**Try it:**
The whole of the data is to be reproduced exactly.
****
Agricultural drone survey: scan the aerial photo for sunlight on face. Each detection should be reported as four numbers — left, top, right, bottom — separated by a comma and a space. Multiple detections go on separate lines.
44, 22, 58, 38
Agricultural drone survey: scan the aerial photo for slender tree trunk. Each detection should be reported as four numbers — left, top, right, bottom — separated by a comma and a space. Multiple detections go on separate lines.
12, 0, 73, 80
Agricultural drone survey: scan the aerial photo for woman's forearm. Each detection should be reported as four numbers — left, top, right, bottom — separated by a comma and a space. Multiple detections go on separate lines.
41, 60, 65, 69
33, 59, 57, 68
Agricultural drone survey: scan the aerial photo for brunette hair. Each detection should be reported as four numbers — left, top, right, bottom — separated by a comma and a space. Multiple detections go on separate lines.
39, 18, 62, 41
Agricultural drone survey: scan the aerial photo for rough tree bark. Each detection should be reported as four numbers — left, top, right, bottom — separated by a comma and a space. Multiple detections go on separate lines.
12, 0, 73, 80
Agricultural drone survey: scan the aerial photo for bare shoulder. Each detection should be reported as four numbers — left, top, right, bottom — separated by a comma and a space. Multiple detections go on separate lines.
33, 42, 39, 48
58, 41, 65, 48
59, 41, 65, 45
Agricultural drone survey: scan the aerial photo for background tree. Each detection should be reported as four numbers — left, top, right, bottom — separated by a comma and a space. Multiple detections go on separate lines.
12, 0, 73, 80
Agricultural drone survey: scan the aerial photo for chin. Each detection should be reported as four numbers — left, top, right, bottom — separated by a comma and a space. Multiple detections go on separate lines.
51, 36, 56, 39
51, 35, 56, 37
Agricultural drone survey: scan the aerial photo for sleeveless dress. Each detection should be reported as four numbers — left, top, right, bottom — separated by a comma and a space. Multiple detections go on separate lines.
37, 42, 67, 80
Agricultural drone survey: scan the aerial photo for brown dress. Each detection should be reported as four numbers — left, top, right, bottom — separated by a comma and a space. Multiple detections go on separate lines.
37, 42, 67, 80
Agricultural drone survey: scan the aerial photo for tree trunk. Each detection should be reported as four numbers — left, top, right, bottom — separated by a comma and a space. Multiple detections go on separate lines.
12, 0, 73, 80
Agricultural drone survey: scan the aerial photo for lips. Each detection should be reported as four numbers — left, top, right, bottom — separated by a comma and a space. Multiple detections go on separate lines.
****
**Written response:**
Agricultural drone survey: scan the aerial photo for sunlight on face. Each detection should be reported as four numbers — left, top, right, bottom — separated by a comma and a space. Multiple detections go on separate lines.
44, 22, 58, 38
Agricultural drone survey: scan the aerial photo for slender tree trunk. Each detection should be reported as four numbers — left, top, right, bottom — separated by a comma and a space. Multiple detections go on separate lines.
12, 0, 73, 80
Agricultural drone survey: scan the aerial photo for woman's forearm. Each detection should be reported as four numbers — left, top, right, bottom — separated by a comma and a space. Multiple detections go on separate lines.
41, 60, 65, 69
33, 59, 57, 68
Agricultural drone survey: scan the aerial photo for brunette hair. Each detection should be reported as four numbers — left, top, right, bottom — separated by a comma and a space. Multiple detections go on separate lines.
39, 18, 62, 41
Agricultural drone survey: scan the aerial photo for rough tree bark. Each detection should be reported as four numbers — left, top, right, bottom — separated by a comma and a space. Multiple detections go on separate lines.
12, 0, 73, 80
Agricultural drone survey: scan the aerial photo for bare shoulder. Each detection should be reported as four numbers — left, top, right, bottom — separated by a comma and a space. Multiple detections go on separate lines.
33, 42, 39, 48
58, 41, 65, 48
59, 41, 65, 45
Agricultural drone survey: scan the aerial photo for background tree. Each detection should be reported as four numbers — left, top, right, bottom — separated by a comma and a space. Multiple detections go on separate lines.
12, 0, 73, 80
Agricultural drone survey: scan the aerial photo for chin. Each detection should be reported as four numbers — left, top, right, bottom — separated by a comma and a space. Multiple detections go on separate lines.
51, 36, 56, 39
51, 35, 56, 37
Agricultural drone survey: scan the aerial photo for sleeveless dress. Each detection should be reported as four numbers — left, top, right, bottom — separated by a comma and a space. Multiple detections go on separate lines.
37, 42, 67, 80
Agricultural drone survey: scan the aerial photo for brown dress. Each detection should be reported as four numbers — left, top, right, bottom — separated by a comma and a space. Multiple detections go on separate lines.
37, 42, 67, 80
Agricultural drone survey: scan the aerial photo for tree trunk. Each detection should be reported as four numbers — left, top, right, bottom — separated by a comma and a space. Multiple detections go on separate lines.
12, 0, 73, 80
Agricultural drone survey: scan the aerial photo for lips. Each detection should be reported as four numbers — left, top, right, bottom — separated by a comma and a space. Multiple detections go on separate lines.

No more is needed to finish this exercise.